Stored items:

☆ ☆ ☆ ☆ ☆

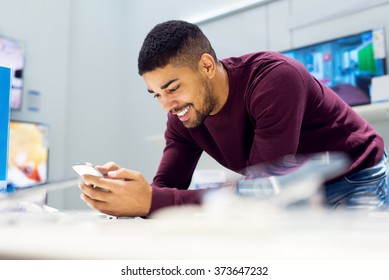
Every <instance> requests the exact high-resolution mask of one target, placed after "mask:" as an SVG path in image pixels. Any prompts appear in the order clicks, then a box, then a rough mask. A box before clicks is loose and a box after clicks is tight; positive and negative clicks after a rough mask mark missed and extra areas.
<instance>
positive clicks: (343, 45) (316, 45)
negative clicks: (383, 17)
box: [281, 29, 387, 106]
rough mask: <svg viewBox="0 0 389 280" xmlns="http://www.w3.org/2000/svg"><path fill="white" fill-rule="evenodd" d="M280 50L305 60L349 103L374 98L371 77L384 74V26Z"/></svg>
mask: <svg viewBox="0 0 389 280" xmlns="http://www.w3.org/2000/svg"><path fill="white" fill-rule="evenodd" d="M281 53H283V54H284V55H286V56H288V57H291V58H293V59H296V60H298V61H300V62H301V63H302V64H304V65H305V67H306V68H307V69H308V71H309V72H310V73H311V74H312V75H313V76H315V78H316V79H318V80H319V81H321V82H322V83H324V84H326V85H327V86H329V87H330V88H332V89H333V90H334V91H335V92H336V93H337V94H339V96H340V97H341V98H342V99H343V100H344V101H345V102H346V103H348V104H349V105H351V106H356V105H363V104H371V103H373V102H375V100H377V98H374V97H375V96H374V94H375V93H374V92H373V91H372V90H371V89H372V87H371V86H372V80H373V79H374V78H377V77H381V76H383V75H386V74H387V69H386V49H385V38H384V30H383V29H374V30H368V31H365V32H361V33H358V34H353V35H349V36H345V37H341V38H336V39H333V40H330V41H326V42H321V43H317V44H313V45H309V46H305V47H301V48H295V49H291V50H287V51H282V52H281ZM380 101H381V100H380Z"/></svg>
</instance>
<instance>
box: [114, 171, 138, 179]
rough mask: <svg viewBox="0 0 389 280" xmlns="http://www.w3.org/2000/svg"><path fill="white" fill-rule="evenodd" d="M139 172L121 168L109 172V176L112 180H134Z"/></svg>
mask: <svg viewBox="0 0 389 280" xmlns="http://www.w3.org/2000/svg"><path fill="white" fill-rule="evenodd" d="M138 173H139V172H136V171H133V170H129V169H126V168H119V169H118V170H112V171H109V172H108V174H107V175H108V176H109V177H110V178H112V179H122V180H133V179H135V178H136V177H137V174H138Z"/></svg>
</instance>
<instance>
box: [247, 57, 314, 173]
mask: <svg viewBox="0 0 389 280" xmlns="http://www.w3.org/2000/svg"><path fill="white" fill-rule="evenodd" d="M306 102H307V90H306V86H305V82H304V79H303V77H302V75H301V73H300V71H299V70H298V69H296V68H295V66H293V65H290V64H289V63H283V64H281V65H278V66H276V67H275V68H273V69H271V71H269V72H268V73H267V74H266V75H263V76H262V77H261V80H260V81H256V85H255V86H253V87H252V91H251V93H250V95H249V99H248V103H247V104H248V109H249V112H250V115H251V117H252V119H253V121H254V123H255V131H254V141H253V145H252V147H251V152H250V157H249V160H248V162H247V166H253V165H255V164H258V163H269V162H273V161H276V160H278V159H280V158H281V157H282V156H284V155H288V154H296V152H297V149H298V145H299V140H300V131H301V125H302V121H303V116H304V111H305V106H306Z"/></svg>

☆ ☆ ☆ ☆ ☆

Return, exactly as they stand, all of the lines above, but not the pictures.

Exercise result:
Every <instance> requests the exact high-resolution mask of one target, placed after "mask:" as an SVG path in image pixels. Any prompts appear in the order clicks, then a box, then a rough mask. A box before clicks is loose and a box after clicks is tight; positive and negative clicks after a rough mask mark missed and extra areas.
<instance>
positive clicks: (343, 45) (316, 45)
negative clicks: (383, 17)
box: [281, 29, 387, 106]
rough mask: <svg viewBox="0 0 389 280" xmlns="http://www.w3.org/2000/svg"><path fill="white" fill-rule="evenodd" d="M280 50L305 60L349 103L374 98L371 77L384 74V26Z"/></svg>
mask: <svg viewBox="0 0 389 280" xmlns="http://www.w3.org/2000/svg"><path fill="white" fill-rule="evenodd" d="M281 53H283V54H284V55H286V56H288V57H291V58H293V59H296V60H298V61H300V62H301V63H302V64H304V65H305V67H306V68H307V69H308V71H309V72H310V73H311V74H312V75H313V76H315V78H316V79H318V80H319V81H321V82H322V83H324V84H326V85H327V86H329V87H330V88H332V89H333V90H334V91H335V92H336V93H337V94H339V96H340V97H341V98H342V99H343V100H344V101H345V102H346V103H348V104H349V105H351V106H356V105H363V104H371V103H373V102H375V100H377V98H374V97H375V96H374V94H375V93H374V92H373V91H372V90H371V89H372V87H371V86H372V80H373V79H374V78H377V77H381V76H383V75H386V74H387V69H386V49H385V38H384V30H383V29H374V30H368V31H365V32H361V33H358V34H353V35H349V36H345V37H341V38H336V39H333V40H330V41H326V42H321V43H317V44H313V45H309V46H305V47H301V48H295V49H291V50H287V51H282V52H281ZM380 101H381V100H380Z"/></svg>
</instance>
<instance>
box: [114, 171, 138, 179]
rough mask: <svg viewBox="0 0 389 280" xmlns="http://www.w3.org/2000/svg"><path fill="white" fill-rule="evenodd" d="M139 172L121 168L109 172V176L112 180H134Z"/></svg>
mask: <svg viewBox="0 0 389 280" xmlns="http://www.w3.org/2000/svg"><path fill="white" fill-rule="evenodd" d="M138 173H139V172H136V171H133V170H129V169H126V168H119V169H118V170H112V171H109V172H108V174H107V175H108V176H109V177H110V178H112V179H122V180H133V179H135V178H136V177H137V174H138Z"/></svg>
</instance>
<instance>
box: [247, 57, 314, 173]
mask: <svg viewBox="0 0 389 280" xmlns="http://www.w3.org/2000/svg"><path fill="white" fill-rule="evenodd" d="M306 102H307V90H306V86H305V82H304V79H303V77H302V75H301V73H300V71H299V70H298V69H296V68H295V66H293V65H290V64H289V63H283V64H281V65H278V66H276V67H275V68H273V69H271V71H269V72H268V73H267V74H266V75H263V76H262V77H261V80H260V81H256V85H255V86H253V87H252V91H251V93H250V95H249V99H248V103H247V104H248V109H249V112H250V115H251V117H252V119H253V121H254V123H255V131H254V141H253V145H252V147H251V152H250V157H249V160H248V162H247V166H253V165H255V164H258V163H269V162H273V161H276V160H278V159H280V158H281V157H282V156H284V155H288V154H296V152H297V149H298V145H299V140H300V131H301V125H302V121H303V116H304V111H305V106H306Z"/></svg>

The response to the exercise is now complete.